:: THE RECORDS ::
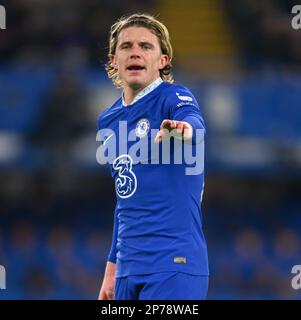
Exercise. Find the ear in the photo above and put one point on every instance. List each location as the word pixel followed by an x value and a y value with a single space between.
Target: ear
pixel 163 61
pixel 113 61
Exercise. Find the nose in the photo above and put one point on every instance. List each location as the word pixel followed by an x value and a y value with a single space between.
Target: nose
pixel 136 51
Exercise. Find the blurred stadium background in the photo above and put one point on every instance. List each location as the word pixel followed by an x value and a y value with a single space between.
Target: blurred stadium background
pixel 241 59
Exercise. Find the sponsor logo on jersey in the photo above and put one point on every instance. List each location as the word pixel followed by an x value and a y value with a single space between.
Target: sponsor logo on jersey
pixel 184 98
pixel 142 128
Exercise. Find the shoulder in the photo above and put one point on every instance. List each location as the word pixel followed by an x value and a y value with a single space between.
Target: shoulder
pixel 106 114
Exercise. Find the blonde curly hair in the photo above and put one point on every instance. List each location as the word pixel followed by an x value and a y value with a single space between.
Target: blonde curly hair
pixel 146 21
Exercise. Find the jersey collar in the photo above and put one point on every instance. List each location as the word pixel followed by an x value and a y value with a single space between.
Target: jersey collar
pixel 144 92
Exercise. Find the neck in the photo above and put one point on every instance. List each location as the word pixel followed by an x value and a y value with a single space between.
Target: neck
pixel 129 94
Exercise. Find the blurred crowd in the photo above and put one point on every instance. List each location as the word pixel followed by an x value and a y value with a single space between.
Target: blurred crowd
pixel 61 31
pixel 54 243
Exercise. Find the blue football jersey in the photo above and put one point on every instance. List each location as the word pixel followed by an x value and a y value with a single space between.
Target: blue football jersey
pixel 158 218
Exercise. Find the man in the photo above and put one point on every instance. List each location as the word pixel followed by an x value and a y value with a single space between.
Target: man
pixel 158 248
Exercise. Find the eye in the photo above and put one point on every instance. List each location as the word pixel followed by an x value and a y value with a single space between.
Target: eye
pixel 146 46
pixel 124 46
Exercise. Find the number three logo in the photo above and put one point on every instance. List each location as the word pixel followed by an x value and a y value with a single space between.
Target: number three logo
pixel 126 183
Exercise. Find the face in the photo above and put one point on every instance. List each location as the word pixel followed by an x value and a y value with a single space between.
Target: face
pixel 138 58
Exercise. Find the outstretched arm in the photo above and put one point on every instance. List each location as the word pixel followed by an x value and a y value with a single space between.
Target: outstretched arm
pixel 108 284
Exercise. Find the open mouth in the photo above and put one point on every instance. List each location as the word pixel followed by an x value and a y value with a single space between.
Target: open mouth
pixel 135 68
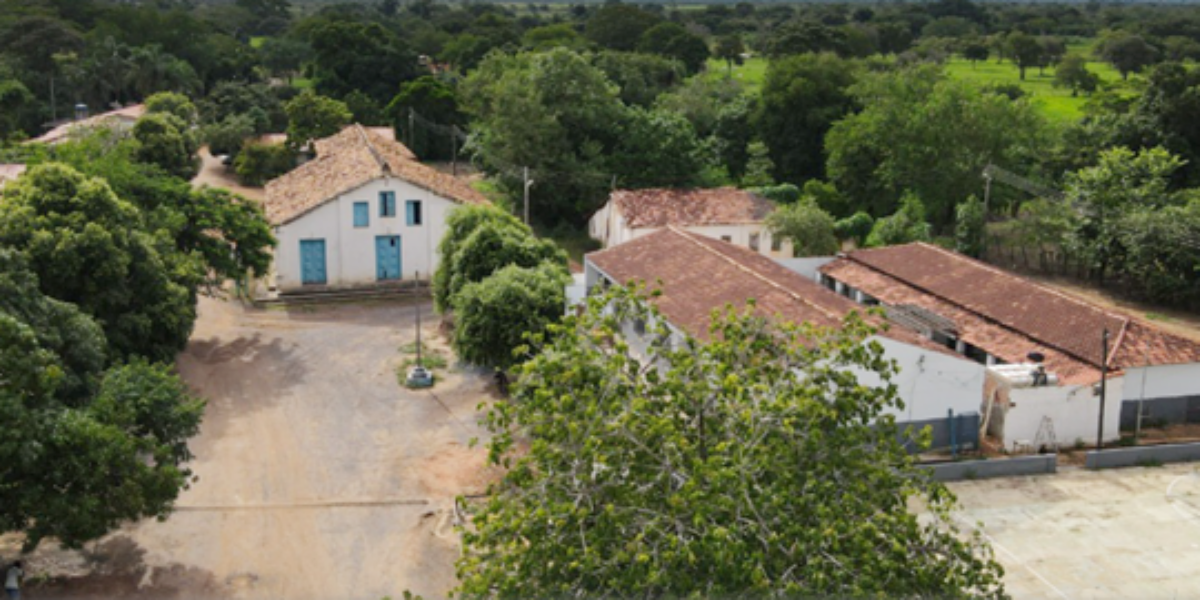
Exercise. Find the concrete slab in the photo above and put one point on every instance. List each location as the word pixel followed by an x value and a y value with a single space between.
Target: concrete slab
pixel 1084 534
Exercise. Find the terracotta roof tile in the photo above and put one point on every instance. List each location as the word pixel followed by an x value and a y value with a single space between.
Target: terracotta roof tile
pixel 1007 315
pixel 697 275
pixel 683 208
pixel 348 160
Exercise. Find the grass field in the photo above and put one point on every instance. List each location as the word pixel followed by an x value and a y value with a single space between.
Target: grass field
pixel 751 73
pixel 1055 103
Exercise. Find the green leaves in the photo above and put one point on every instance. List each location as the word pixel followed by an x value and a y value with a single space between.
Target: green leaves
pixel 753 463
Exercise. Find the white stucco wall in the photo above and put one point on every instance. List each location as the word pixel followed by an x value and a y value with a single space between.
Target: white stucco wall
pixel 351 251
pixel 805 267
pixel 1162 382
pixel 929 383
pixel 1072 408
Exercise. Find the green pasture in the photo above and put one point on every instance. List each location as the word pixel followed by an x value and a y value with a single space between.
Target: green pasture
pixel 751 73
pixel 1056 103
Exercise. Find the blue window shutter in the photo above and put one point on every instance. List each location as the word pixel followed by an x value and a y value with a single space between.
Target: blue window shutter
pixel 361 214
pixel 387 204
pixel 413 210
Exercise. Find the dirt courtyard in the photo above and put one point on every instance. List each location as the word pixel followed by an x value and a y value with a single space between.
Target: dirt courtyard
pixel 317 474
pixel 1092 534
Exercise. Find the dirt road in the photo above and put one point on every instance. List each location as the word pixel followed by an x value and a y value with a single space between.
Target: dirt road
pixel 318 475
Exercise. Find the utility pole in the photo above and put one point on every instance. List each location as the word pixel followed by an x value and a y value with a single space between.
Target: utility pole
pixel 412 125
pixel 527 186
pixel 1104 377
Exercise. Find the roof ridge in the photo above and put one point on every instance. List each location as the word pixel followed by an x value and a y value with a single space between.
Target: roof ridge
pixel 769 281
pixel 375 153
pixel 973 311
pixel 1039 286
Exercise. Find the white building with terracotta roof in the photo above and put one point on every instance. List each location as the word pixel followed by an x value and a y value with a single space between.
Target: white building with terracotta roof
pixel 1001 319
pixel 724 214
pixel 695 275
pixel 364 211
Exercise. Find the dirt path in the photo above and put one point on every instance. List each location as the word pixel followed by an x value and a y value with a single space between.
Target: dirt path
pixel 318 475
pixel 215 174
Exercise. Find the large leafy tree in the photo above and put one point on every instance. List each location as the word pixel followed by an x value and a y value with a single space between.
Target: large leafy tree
pixel 364 57
pixel 553 113
pixel 754 465
pixel 809 228
pixel 313 117
pixel 802 97
pixel 81 450
pixel 492 317
pixel 934 136
pixel 88 247
pixel 461 223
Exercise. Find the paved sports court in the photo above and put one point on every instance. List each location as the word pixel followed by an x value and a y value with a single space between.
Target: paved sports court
pixel 1080 534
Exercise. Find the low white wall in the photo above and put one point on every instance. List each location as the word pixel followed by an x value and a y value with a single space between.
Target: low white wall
pixel 1072 408
pixel 1162 382
pixel 929 383
pixel 805 267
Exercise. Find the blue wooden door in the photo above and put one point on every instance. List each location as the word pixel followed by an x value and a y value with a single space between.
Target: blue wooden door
pixel 387 257
pixel 312 261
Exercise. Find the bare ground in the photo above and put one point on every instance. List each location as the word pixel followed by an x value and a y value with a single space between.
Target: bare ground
pixel 317 474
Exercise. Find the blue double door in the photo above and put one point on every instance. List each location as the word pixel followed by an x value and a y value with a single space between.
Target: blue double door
pixel 388 265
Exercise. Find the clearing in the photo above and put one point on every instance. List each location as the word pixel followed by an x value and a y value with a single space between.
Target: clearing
pixel 1122 533
pixel 317 474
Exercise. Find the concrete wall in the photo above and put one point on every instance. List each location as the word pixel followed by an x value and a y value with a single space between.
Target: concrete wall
pixel 1073 409
pixel 1143 456
pixel 1162 382
pixel 1038 465
pixel 805 267
pixel 351 251
pixel 929 383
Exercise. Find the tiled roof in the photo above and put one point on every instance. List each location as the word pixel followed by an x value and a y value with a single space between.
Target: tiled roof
pixel 1006 315
pixel 347 161
pixel 60 133
pixel 697 275
pixel 684 208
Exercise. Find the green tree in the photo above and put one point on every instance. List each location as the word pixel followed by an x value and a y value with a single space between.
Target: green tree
pixel 856 227
pixel 808 227
pixel 1072 72
pixel 1025 51
pixel 970 227
pixel 433 101
pixel 1127 53
pixel 88 247
pixel 730 49
pixel 619 27
pixel 312 117
pixel 493 316
pixel 492 246
pixel 923 132
pixel 167 142
pixel 1121 184
pixel 461 222
pixel 673 41
pixel 802 97
pixel 553 113
pixel 907 225
pixel 751 465
pixel 81 450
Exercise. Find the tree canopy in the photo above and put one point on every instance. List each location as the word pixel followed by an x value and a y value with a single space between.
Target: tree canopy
pixel 749 465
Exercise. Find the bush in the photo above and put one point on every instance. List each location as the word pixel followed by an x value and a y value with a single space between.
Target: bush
pixel 258 163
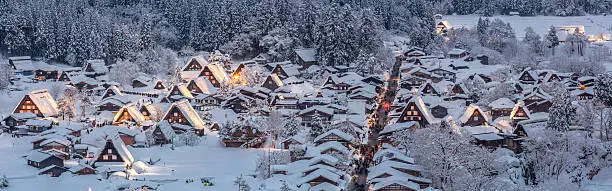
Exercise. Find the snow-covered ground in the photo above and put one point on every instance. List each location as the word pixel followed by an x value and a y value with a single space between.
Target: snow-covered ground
pixel 593 24
pixel 602 181
pixel 209 159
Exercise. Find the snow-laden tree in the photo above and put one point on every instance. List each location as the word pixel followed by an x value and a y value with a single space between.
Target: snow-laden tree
pixel 124 72
pixel 316 126
pixel 267 158
pixel 273 125
pixel 291 127
pixel 562 112
pixel 335 38
pixel 241 183
pixel 279 43
pixel 533 41
pixel 603 88
pixel 190 139
pixel 551 40
pixel 6 73
pixel 3 182
pixel 157 61
pixel 567 157
pixel 450 159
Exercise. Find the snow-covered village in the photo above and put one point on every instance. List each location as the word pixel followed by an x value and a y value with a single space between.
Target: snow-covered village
pixel 306 95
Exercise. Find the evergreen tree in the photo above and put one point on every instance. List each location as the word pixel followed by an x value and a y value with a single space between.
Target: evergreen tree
pixel 552 40
pixel 533 41
pixel 561 112
pixel 603 89
pixel 316 126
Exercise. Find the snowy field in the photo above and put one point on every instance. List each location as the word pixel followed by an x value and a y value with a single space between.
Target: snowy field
pixel 593 24
pixel 209 159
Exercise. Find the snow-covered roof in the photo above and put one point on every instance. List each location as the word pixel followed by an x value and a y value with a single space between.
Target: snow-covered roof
pixel 218 72
pixel 323 158
pixel 391 153
pixel 39 122
pixel 325 186
pixel 166 129
pixel 488 137
pixel 395 181
pixel 398 127
pixel 501 103
pixel 276 80
pixel 38 156
pixel 470 111
pixel 98 66
pixel 44 102
pixel 320 173
pixel 475 130
pixel 205 86
pixel 22 116
pixel 122 150
pixel 79 167
pixel 342 135
pixel 187 110
pixel 337 146
pixel 456 51
pixel 59 141
pixel 132 110
pixel 421 107
pixel 375 172
pixel 520 104
pixel 199 59
pixel 320 109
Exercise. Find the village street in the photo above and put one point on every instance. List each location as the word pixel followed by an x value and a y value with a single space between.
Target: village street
pixel 380 120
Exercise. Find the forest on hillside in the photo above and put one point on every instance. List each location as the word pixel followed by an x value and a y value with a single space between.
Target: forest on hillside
pixel 342 32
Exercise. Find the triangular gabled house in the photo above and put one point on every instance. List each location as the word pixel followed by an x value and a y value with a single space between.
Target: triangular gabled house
pixel 201 85
pixel 182 113
pixel 163 133
pixel 519 112
pixel 195 63
pixel 114 153
pixel 473 116
pixel 178 92
pixel 538 100
pixel 335 135
pixel 428 89
pixel 112 91
pixel 216 74
pixel 39 102
pixel 129 114
pixel 272 82
pixel 527 77
pixel 416 110
pixel 64 77
pixel 459 88
pixel 159 85
pixel 149 111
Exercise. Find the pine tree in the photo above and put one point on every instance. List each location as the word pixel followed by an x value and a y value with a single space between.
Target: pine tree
pixel 533 40
pixel 316 126
pixel 561 112
pixel 603 89
pixel 3 181
pixel 481 28
pixel 552 40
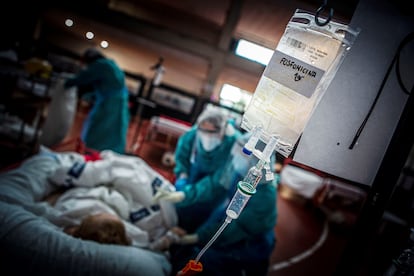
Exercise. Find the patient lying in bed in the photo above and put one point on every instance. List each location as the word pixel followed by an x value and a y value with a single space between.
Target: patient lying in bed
pixel 31 244
pixel 115 191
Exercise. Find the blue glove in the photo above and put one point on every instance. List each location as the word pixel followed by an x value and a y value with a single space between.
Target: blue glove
pixel 180 183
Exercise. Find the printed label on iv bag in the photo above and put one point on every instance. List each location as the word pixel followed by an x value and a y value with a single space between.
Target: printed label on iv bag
pixel 302 66
pixel 299 76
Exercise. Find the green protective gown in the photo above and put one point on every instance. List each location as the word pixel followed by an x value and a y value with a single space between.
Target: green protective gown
pixel 106 125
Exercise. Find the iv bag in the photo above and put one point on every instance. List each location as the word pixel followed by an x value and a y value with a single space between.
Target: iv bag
pixel 299 72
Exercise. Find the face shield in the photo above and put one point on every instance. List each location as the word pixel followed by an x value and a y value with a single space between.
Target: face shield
pixel 210 129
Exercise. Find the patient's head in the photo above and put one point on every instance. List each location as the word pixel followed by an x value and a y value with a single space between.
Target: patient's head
pixel 103 228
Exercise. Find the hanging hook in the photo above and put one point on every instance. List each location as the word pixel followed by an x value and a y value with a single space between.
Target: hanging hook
pixel 321 9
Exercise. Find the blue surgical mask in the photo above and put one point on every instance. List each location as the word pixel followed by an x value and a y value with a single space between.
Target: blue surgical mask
pixel 209 142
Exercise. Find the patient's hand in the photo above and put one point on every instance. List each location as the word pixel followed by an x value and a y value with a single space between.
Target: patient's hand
pixel 172 236
pixel 170 196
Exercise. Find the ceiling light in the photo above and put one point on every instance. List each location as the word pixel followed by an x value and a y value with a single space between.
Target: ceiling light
pixel 69 22
pixel 89 35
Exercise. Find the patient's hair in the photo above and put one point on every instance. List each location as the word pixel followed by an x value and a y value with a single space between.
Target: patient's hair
pixel 102 228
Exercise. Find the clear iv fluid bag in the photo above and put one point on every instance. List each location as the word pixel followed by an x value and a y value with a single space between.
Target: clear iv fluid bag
pixel 301 68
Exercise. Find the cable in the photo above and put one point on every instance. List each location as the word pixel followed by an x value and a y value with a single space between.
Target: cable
pixel 395 59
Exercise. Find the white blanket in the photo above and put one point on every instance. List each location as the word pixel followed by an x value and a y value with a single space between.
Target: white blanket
pixel 31 245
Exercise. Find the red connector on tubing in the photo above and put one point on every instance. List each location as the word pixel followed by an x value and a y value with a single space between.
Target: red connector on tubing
pixel 191 268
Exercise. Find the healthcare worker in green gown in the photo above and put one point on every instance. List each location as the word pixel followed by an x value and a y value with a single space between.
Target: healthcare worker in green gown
pixel 199 158
pixel 106 125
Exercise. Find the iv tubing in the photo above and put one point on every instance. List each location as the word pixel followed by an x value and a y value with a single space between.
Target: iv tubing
pixel 210 242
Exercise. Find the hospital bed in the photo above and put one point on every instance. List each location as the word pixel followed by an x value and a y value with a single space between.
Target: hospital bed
pixel 32 245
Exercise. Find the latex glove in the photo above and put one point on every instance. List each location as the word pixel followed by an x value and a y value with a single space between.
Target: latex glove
pixel 165 241
pixel 173 197
pixel 180 183
pixel 189 239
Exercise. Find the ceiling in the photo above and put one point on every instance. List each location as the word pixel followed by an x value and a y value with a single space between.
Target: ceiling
pixel 195 37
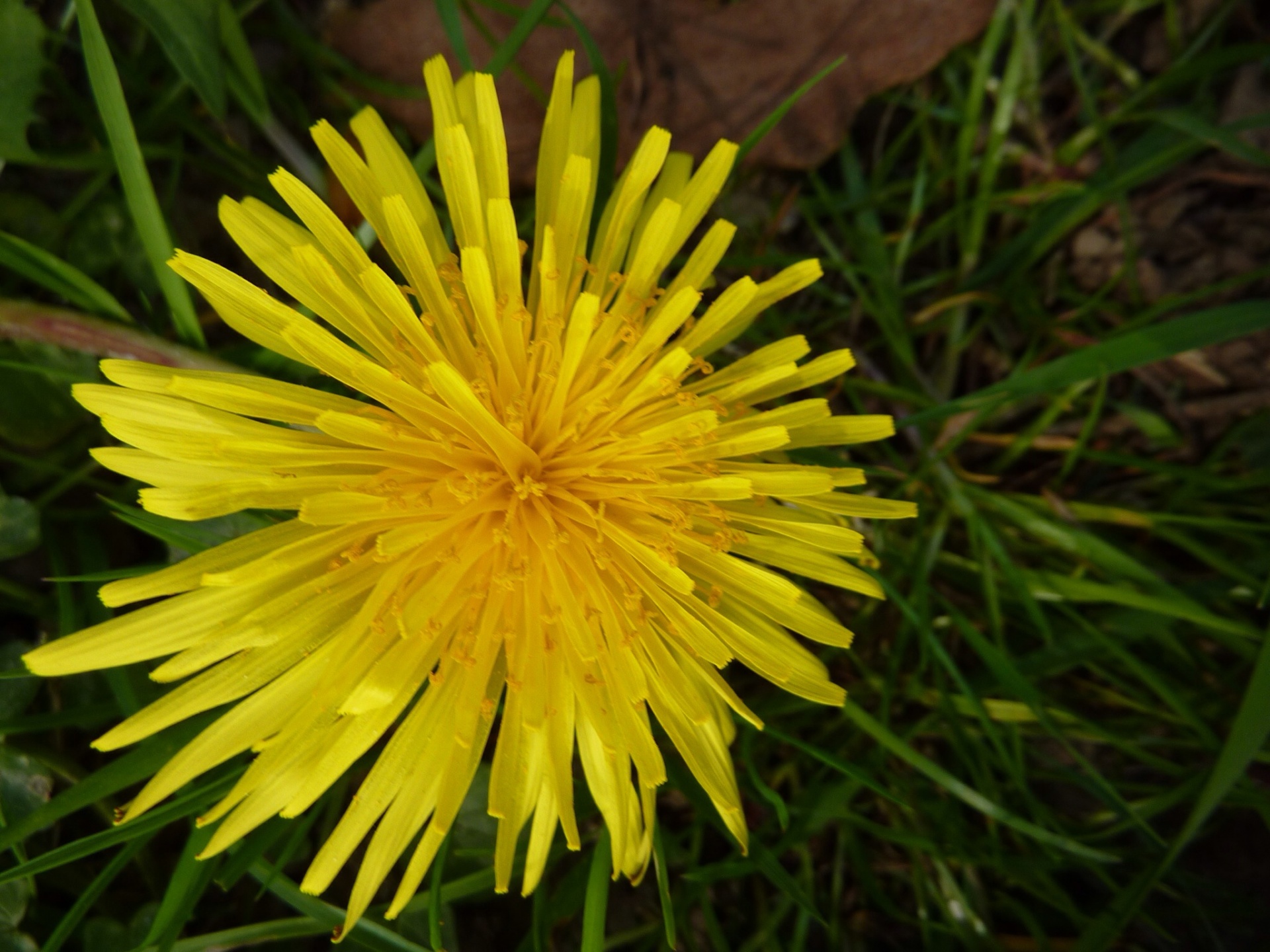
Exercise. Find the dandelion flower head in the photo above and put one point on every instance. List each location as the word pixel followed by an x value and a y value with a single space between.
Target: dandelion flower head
pixel 549 512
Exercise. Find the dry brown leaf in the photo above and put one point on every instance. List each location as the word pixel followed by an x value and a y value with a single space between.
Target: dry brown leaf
pixel 702 69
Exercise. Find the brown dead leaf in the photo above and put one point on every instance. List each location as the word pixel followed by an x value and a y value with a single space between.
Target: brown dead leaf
pixel 702 69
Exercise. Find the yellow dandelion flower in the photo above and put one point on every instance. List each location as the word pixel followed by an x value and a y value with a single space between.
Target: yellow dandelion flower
pixel 550 503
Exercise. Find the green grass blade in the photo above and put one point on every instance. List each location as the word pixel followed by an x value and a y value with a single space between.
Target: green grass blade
pixel 187 536
pixel 607 111
pixel 770 866
pixel 189 33
pixel 186 885
pixel 241 75
pixel 512 44
pixel 839 764
pixel 89 895
pixel 663 884
pixel 81 716
pixel 452 22
pixel 95 843
pixel 138 188
pixel 1121 353
pixel 367 933
pixel 1054 587
pixel 1249 734
pixel 596 906
pixel 132 767
pixel 435 898
pixel 967 795
pixel 1150 157
pixel 1222 138
pixel 54 274
pixel 255 935
pixel 775 116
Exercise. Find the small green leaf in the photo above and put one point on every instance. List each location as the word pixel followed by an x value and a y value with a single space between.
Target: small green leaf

:: TASK GOAL ::
Each line in the listing above from the one containing "Target: brown dead leaf" through the one containing "Exercise. Find the green grass" should be repeated exactly, and no other line.

:: ANSWER SPACE ::
Target: brown dead leaf
pixel 702 69
Exercise. Find the yellow dandelion flower in the photo above and put one point on every instance. List each location as the word pixel followed by an x value and a y value with a single space between.
Target: yellow dandelion flower
pixel 550 503
Exercise. Find the green grass blade in the photo above and put one point on every instance. List each location as the word pixel followed by an x value and a y value with a single space between.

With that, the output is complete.